## Условие задания 1
Выпишите дословно из текста о Семенове отрывок от слов «Член войскового правления» до слов «случайным и несправедливым.» включительно.
## Условие задания 2
Каких двух полковников текст о Семенове называет его «злыми гениями»?

## Исходный текст
В то время Семенов много пил, часто напивался, но не зверел, напротив, становился покладистым. Человек громадной физической силы, он, по всей видимости, принадлежал к тем натурам, на кого алкоголь действует умиротворяюще. Да и вообще по характеру он не был жесток. Его жестокость никогда не переходила границ, очерченных честолюбием. Он бывал и непритворно мягким, и участливым, легко соглашался с аргументами собеседника, но не потому, что считал их убедительными, а просто из нежелания спорить и портить отношения. Подвластный минутным порывам, горячий и чувствительный, в первые месяцы своего атаманства Семенов легко принимал решения и с той же легкостью их отменял, что все дружно приписывали влиянию на него собутыльников, прежде всего двух его «злых гениев»полковников Афанасьева и Вериго. Представление о нем как о человеке чрезвычайно податливом и не имеющем собственного мнения было всеобщим.
Член войскового правления Гордеев, земляк и детский товарищ атамана, говорил: «Я хорошо знаю Семенова. По моему мнению, он ни над чем не задумывается. Что-нибудь скажет одно, а через десять минут — другое. Кто-нибудь из близких людей может посоветовать что-то, Семенов с ним согласится, а через некоторое время соглашается с другим. Такие свойства характера привели к тому, что он совсем измельчал». Впрочем, этой характеристике доверять следует с осторожностью. Человек редко способен по достоинству оценить младшего по возрасту товарища, когда тот вдруг поднимается над ним. Подобный взлет всегда кажется случайным и несправедливым.

## Записи из коллекции
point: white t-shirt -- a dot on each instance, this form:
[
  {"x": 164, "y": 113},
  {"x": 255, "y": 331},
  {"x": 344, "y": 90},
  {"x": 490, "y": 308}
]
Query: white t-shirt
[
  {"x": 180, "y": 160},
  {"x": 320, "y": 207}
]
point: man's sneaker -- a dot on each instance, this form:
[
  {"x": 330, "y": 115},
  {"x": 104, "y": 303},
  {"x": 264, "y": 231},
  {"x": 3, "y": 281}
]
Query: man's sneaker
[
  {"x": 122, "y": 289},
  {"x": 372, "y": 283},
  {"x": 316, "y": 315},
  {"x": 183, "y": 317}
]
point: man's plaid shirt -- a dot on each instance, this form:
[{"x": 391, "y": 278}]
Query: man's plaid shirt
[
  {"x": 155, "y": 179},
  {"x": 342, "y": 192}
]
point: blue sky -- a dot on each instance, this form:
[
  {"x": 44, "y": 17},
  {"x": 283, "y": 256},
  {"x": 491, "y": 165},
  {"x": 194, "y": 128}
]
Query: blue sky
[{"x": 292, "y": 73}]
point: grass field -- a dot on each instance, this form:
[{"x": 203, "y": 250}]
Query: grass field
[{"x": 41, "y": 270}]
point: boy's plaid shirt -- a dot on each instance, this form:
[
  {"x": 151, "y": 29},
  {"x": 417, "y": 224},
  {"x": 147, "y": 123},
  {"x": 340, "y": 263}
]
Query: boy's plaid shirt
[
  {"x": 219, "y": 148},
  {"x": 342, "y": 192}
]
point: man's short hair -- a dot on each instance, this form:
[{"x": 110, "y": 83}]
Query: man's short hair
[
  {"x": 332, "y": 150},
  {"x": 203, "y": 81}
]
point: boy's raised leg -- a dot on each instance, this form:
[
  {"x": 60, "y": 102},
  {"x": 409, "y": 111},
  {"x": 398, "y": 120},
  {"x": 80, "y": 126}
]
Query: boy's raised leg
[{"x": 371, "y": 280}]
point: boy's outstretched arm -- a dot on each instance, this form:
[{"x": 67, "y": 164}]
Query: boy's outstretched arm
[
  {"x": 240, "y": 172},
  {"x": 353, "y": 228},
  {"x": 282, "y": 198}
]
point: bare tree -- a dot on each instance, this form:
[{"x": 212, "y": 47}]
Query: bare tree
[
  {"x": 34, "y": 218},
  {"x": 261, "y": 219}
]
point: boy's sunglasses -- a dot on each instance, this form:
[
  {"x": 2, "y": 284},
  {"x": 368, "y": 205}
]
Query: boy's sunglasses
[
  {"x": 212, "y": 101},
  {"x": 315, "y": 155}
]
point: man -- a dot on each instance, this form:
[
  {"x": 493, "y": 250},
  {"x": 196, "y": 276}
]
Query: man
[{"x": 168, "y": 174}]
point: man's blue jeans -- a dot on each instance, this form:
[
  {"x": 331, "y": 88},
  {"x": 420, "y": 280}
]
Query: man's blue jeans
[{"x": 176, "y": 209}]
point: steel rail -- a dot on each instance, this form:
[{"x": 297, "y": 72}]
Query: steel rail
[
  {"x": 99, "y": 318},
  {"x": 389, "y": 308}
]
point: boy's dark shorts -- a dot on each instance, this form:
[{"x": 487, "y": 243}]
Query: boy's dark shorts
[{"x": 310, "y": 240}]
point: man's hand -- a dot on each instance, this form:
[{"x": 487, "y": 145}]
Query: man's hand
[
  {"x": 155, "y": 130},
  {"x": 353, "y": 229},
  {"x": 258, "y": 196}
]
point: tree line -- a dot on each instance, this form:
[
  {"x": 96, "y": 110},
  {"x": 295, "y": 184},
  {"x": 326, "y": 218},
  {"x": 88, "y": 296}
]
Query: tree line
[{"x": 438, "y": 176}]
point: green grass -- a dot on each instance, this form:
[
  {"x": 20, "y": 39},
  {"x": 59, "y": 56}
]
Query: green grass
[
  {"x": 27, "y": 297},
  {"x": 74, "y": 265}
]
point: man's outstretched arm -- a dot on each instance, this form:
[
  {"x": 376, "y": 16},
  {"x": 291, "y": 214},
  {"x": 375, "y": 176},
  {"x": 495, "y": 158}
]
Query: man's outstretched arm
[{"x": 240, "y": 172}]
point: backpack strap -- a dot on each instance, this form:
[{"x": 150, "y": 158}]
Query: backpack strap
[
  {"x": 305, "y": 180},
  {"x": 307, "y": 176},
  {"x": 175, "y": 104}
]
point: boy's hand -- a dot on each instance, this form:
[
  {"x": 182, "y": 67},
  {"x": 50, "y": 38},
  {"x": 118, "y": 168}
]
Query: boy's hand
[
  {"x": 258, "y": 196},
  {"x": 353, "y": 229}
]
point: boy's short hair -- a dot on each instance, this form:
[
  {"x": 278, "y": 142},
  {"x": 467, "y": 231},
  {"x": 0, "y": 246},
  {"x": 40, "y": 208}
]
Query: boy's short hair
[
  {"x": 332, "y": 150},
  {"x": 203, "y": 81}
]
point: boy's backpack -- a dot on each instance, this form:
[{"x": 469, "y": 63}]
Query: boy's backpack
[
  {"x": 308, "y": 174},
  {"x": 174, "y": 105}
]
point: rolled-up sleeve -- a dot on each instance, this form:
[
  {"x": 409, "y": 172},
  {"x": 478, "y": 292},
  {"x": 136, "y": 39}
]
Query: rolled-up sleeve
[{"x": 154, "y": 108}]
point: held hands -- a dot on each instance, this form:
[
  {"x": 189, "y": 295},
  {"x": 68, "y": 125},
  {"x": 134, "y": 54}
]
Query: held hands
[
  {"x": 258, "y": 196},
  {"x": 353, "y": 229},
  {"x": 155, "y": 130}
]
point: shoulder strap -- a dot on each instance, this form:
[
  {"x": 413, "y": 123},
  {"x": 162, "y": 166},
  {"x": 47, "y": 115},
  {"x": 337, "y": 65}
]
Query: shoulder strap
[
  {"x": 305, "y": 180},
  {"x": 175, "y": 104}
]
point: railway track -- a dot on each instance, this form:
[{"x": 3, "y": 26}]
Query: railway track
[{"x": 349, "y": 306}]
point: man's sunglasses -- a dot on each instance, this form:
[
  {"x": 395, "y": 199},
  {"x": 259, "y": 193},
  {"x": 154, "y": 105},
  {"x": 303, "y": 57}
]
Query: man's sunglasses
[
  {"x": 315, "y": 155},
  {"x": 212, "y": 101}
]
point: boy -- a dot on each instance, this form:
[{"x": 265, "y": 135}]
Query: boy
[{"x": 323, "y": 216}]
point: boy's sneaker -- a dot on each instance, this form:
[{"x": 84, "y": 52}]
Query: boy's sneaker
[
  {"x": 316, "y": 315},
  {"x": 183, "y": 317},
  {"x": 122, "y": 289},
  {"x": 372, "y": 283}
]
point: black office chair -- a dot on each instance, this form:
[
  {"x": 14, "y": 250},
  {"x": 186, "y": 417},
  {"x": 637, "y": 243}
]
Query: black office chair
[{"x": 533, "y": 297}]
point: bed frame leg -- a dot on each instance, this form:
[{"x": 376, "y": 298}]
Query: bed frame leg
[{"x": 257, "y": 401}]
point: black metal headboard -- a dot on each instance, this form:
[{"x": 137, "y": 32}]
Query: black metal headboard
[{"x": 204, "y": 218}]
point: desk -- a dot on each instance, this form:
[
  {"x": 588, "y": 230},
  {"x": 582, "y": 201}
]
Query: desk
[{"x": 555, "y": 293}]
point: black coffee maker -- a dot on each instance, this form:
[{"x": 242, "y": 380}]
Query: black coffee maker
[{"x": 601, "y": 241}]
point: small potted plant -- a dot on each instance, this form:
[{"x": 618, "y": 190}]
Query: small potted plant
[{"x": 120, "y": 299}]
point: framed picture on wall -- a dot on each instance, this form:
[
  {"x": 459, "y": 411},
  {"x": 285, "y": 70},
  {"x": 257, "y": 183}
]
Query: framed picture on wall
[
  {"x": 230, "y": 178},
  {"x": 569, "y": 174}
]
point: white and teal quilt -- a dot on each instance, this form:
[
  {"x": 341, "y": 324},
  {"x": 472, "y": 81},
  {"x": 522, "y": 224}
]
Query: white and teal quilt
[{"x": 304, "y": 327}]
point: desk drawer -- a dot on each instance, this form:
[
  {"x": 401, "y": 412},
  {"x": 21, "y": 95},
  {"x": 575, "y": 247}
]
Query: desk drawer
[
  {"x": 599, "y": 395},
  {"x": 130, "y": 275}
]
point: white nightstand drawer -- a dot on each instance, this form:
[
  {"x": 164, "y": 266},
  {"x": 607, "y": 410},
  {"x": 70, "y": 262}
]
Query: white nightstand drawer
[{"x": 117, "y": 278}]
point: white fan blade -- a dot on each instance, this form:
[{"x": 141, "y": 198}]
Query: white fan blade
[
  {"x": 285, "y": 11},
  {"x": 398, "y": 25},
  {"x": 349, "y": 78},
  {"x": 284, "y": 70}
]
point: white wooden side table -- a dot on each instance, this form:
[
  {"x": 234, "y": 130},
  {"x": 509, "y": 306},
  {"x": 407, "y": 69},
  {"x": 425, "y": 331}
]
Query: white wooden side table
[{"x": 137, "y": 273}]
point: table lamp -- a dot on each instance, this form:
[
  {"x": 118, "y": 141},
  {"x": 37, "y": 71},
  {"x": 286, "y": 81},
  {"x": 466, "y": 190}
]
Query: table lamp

## Ответ 1
Член войскового правления Гордеев, земляк и детский товарищ атамана, говорил: «Я хорошо знаю Семенова. По моему мнению, он ни над чем не задумывается. Что-нибудь скажет одно, а через десять минут — другое. Кто-нибудь из близких людей может посоветовать что-то, Семенов с ним согласится, а через некоторое время соглашается с другим. Такие свойства характера привели к тому, что он совсем измельчал». Впрочем, этой характеристике доверять следует с осторожностью. Человек редко способен по достоинству оценить младшего по возрасту товарища, когда тот вдруг поднимается над ним. Подобный взлет всегда кажется случайным и несправедливым.

## Ответ 2
Полковников Афанасьева и Вериго.